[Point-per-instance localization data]
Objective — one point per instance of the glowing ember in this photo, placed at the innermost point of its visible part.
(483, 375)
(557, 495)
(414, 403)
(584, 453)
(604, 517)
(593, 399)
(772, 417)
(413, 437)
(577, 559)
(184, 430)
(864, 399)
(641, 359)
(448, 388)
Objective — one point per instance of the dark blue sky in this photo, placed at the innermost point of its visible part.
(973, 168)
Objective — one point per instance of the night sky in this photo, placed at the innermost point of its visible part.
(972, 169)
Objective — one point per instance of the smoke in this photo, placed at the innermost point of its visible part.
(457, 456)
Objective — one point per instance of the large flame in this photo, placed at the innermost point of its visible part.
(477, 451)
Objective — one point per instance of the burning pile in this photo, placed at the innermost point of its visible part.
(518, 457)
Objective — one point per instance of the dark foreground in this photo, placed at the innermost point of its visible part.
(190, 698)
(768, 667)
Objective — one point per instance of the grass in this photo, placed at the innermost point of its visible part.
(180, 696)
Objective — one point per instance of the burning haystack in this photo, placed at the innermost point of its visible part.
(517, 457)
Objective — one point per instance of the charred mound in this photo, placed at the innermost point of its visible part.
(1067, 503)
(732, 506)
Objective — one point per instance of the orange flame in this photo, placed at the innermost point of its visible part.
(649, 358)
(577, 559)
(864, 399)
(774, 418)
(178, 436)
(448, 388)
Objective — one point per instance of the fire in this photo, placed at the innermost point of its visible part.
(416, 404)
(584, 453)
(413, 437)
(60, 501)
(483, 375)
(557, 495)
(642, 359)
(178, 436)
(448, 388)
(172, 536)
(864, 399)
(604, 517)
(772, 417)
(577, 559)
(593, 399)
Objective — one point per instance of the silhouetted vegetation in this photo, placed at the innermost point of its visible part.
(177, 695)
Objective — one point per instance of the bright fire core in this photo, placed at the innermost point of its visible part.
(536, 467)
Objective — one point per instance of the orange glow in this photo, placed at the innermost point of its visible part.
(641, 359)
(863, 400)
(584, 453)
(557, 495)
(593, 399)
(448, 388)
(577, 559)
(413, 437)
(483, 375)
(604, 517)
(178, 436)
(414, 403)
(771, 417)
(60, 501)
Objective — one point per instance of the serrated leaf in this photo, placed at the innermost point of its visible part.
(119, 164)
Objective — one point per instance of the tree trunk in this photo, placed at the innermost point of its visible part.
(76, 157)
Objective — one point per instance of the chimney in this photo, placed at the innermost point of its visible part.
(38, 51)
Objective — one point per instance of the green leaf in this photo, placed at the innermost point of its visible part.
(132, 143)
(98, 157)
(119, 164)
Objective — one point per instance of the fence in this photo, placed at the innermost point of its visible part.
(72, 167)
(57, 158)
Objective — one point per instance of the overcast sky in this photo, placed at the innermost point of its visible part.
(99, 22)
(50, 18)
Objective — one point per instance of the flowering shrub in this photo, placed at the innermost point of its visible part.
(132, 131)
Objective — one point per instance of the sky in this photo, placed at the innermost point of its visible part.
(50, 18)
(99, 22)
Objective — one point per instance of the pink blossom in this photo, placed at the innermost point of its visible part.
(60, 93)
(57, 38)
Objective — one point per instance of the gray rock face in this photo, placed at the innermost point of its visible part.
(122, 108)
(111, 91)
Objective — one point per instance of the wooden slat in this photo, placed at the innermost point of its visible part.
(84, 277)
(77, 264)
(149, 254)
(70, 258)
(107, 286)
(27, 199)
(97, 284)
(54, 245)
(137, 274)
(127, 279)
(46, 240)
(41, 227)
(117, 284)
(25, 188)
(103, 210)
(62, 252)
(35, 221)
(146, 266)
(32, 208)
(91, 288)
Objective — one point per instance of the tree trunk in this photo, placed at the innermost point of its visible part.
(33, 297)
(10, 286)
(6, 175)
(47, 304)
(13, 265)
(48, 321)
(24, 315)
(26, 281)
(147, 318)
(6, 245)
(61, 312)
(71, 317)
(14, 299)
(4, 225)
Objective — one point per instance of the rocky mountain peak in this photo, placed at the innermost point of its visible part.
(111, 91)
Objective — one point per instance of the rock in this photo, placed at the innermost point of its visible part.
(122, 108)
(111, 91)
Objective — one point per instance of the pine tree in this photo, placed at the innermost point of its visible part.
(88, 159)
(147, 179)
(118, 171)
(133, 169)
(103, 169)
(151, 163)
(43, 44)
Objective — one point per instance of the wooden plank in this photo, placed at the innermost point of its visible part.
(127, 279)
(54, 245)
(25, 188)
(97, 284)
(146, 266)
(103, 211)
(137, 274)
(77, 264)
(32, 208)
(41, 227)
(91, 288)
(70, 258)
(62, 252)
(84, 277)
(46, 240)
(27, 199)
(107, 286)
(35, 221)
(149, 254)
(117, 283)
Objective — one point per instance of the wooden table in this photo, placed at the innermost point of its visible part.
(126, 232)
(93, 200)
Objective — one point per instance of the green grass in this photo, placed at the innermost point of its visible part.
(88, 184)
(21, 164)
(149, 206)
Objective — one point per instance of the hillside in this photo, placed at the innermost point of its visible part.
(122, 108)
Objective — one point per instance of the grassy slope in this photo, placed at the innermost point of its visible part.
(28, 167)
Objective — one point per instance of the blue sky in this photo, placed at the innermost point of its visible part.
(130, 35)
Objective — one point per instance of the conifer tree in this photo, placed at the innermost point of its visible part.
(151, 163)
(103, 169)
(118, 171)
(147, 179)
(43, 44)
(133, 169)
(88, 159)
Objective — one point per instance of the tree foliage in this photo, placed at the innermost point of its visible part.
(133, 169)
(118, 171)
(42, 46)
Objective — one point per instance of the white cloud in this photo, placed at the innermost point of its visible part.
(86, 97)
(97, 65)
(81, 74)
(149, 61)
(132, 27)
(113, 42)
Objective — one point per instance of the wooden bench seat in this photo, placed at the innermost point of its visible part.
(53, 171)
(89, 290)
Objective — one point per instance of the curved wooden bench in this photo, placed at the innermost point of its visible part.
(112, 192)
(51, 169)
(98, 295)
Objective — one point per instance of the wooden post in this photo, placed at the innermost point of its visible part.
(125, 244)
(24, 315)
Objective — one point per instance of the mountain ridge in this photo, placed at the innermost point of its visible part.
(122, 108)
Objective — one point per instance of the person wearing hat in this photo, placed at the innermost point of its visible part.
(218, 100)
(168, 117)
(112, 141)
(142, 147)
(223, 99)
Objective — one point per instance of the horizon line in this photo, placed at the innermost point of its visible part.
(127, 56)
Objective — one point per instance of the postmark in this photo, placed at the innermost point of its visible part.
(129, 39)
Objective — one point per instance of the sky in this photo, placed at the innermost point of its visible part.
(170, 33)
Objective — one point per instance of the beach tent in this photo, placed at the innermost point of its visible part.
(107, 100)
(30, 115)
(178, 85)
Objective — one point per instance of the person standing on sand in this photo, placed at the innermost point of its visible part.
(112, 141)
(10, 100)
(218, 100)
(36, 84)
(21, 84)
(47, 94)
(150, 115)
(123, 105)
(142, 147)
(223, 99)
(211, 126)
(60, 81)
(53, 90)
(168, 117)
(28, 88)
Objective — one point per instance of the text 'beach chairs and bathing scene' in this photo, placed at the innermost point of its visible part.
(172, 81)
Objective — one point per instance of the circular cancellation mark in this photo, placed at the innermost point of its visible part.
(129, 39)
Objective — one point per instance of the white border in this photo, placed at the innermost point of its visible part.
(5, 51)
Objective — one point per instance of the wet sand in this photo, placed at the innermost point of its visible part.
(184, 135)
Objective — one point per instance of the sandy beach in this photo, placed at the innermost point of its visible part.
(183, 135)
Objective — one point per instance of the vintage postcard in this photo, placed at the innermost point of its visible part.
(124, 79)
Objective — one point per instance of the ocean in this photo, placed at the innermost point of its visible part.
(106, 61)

- **ASSIGNMENT**: When you answer, repeat each entry exactly as it appears above.

- **RESULT OF THIS TASK**:
Objective — one point per instance of the glowing ember in this photo, placed at the innermost point of its visible part.
(483, 375)
(557, 495)
(414, 403)
(584, 453)
(604, 517)
(593, 399)
(772, 417)
(413, 437)
(577, 559)
(184, 430)
(864, 399)
(641, 359)
(448, 388)
Objective — one point per instance of the dark blue sky in this photo, placed at the innermost point of its visible part.
(973, 168)
Objective — one point per instance of the night sky in this photo, placed at the innermost point of its visible part.
(972, 169)
Objective — one point per instance of the smoke in this photo, placed at the innermost point of its visible part.
(457, 456)
Objective — one point per instance of the large flame in this photo, placed at the innermost point of its visible part.
(477, 451)
Objective — one point per instance of the burning pile in this photo, placed at the innermost point of its visible part.
(518, 457)
Objective — one point per instance of the dark foreground in this photo, placed at the innermost point of its visible part.
(190, 698)
(768, 667)
Objective — one point per instance of the grass in this photo, placed at the innermost point of its visible part.
(180, 696)
Objective — one point per instance of the burning haystack in this photo, placed at the innermost point of its visible part.
(517, 457)
Objective — one point per instance of the charred mound in this photo, placed at the innermost point of its visible part.
(1067, 503)
(732, 506)
Objective — one point per instance of the orange flame in this photo, placed at the innermost point of its visible part.
(649, 358)
(577, 559)
(864, 399)
(774, 418)
(178, 436)
(448, 388)
Objective — one point per instance of the fire in this photo, placed at the innermost point of its visible part.
(416, 404)
(584, 453)
(413, 437)
(60, 501)
(483, 375)
(557, 495)
(642, 359)
(178, 436)
(448, 388)
(172, 536)
(864, 399)
(604, 517)
(772, 417)
(577, 559)
(593, 399)
Objective — one point per instance of the silhouetted vegetation in this photo, placed at the innermost point of its visible part.
(177, 695)
Objective — one point per instance of the bright fire core in this photo, placed at the innermost point of its visible part.
(536, 467)
Objective — one point per instance of the orange glow in this photo, placed at the innermost point of its visible part.
(641, 359)
(863, 400)
(584, 453)
(557, 495)
(593, 399)
(448, 388)
(577, 559)
(413, 437)
(483, 375)
(604, 517)
(178, 436)
(414, 403)
(771, 417)
(60, 501)
Objective — one point per instance of the serrated leaf in this photo, placed at the innermost point of its visible part.
(119, 164)
Objective — one point per instance of the tree trunk in this photo, placed at the innermost point of its visible part.
(76, 157)
Objective — one point per instance of the chimney in this photo, placed at the innermost point of its visible part.
(38, 51)
Objective — one point per instance of the green leaf in this photo, placed at the innermost point of its visible part.
(132, 143)
(98, 157)
(119, 164)
Objective — one point per instance of the fence in this photo, placed at the innermost point of its visible part.
(72, 167)
(57, 158)
Objective — one point per instance of the overcast sky in this photo, placed at the innermost point of its visible part.
(99, 22)
(50, 18)
Objective — one point per instance of the flowering shrub in this photo, placed at the innermost point of its visible part.
(132, 131)
Objective — one point per instance of the sky in this photo, placed at the innermost point of its visible part.
(50, 18)
(99, 22)
Objective — one point per instance of the pink blossom in this photo, placed at the innermost point of its visible part.
(60, 93)
(57, 38)
Objective — one point per instance of the gray rock face in this photo, placed at the innermost point of its visible part.
(122, 108)
(111, 91)
Objective — one point per instance of the wooden slat in this photo, placed at the innermost point of its visible part.
(84, 277)
(77, 264)
(149, 254)
(70, 258)
(107, 286)
(27, 199)
(97, 284)
(54, 245)
(137, 274)
(127, 279)
(46, 240)
(41, 227)
(117, 284)
(25, 188)
(103, 210)
(62, 252)
(35, 221)
(146, 266)
(32, 208)
(91, 288)
Objective — one point per instance of the tree trunk in this photo, placed at the innermost point of its visible part.
(33, 297)
(10, 286)
(6, 175)
(47, 304)
(13, 265)
(48, 321)
(24, 315)
(26, 281)
(147, 318)
(6, 245)
(61, 312)
(71, 317)
(14, 299)
(4, 225)
Objective — one point per instance of the rocky mountain peak in this photo, placed at the innermost point of its visible part.
(111, 91)
Objective — one point per instance of the rock in this photo, placed at the innermost point of its visible part.
(122, 108)
(111, 91)
Objective — one point per instance of the pine tree in this photo, placed at the innermost point of its visible part.
(88, 159)
(147, 179)
(118, 171)
(133, 169)
(103, 169)
(151, 163)
(43, 44)
Objective — one point per instance of the wooden plank in this photo, placed at the innermost point of its visible part.
(127, 279)
(54, 245)
(25, 188)
(97, 284)
(146, 266)
(103, 211)
(137, 274)
(77, 264)
(32, 208)
(41, 227)
(91, 288)
(70, 258)
(62, 252)
(84, 277)
(46, 240)
(27, 199)
(107, 286)
(35, 221)
(149, 254)
(117, 283)
Objective — one point per instance of the wooden table in this photo, placed at the innermost point of its visible part.
(126, 232)
(93, 200)
Objective — one point per instance of the green grass in this photo, placed at the innermost point of its visible part.
(88, 184)
(21, 164)
(149, 206)
Objective — one point per instance of the hillside in this photo, placed at the innermost point of its visible part.
(122, 108)
Objective — one point per instance of the grassy slope in this photo, placed at the innermost point of its visible part.
(28, 167)
Objective — one point per instance of the blue sky in this photo, placed at the innermost point of its visible part.
(130, 35)
Objective — one point per instance of the conifer tree in this photo, placed at the innermost point of its visible part.
(151, 163)
(103, 169)
(118, 171)
(147, 179)
(43, 44)
(133, 169)
(88, 159)
Objective — one point per instance of the tree foliage in this photo, placed at the innermost point of its visible part.
(133, 169)
(118, 171)
(42, 46)
Objective — one point per instance of the white cloud in this photo, placed at the innermost point of its visible part.
(86, 97)
(97, 65)
(81, 74)
(149, 61)
(132, 27)
(113, 42)
Objective — one point per instance of the wooden bench seat in this photo, placed at the innermost point of its visible part.
(53, 171)
(89, 290)
Objective — one point per instance of the curved wooden bench in this photo, placed at the innermost point of its visible part.
(112, 192)
(51, 169)
(98, 295)
Objective — one point per instance of the wooden post in this photo, placed at the innermost point of its visible part.
(125, 244)
(24, 315)
Objective — one point per instance of the mountain ridge in this photo, placed at the innermost point of its visible part.
(122, 108)
Objective — one point per instance of the person wearing hat in this photo, placed at the innermost point of its visible part.
(218, 100)
(168, 117)
(112, 141)
(142, 147)
(223, 99)
Objective — one point per instance of the horizon line in this photo, placed at the innermost point of its visible part.
(127, 56)
Objective — one point per instance of the postmark in this photo, placed at the innermost point of its visible part.
(129, 39)
Objective — one point per instance of the sky in this photo, placed at the innermost point of its visible part.
(170, 33)
Objective — one point per instance of the beach tent in this photo, placed at the innermost point of its visible part.
(107, 100)
(30, 115)
(178, 85)
Objective — one point per instance of the person standing on sand in this photo, placed at the innermost point of its visible part.
(112, 141)
(10, 100)
(218, 100)
(36, 84)
(21, 84)
(47, 94)
(150, 115)
(123, 105)
(142, 147)
(223, 99)
(211, 126)
(60, 81)
(53, 90)
(168, 117)
(28, 88)
Objective — one point per instance of the text 'beach chairs and bathing scene' in this photo, placed at the innermost point of its visible part.
(172, 81)
Objective — one point per instance of the circular cancellation mark in this photo, placed at the innermost point of its visible part.
(129, 39)
Objective — one point per instance of the white border in this photo, placed at the innermost point of its visible part.
(5, 51)
Objective — one point per instance of the wet sand in this photo, placed at the innermost point of its visible part.
(184, 135)
Objective — one point per instance of the sandy beach in this photo, placed at the innermost point of its visible part.
(183, 135)
Objective — one point per instance of the vintage postcard in this photo, placed at the innermost point of its visible part.
(124, 79)
Objective — one point per instance of the ocean in this photo, placed at the innermost point of its visible part.
(106, 61)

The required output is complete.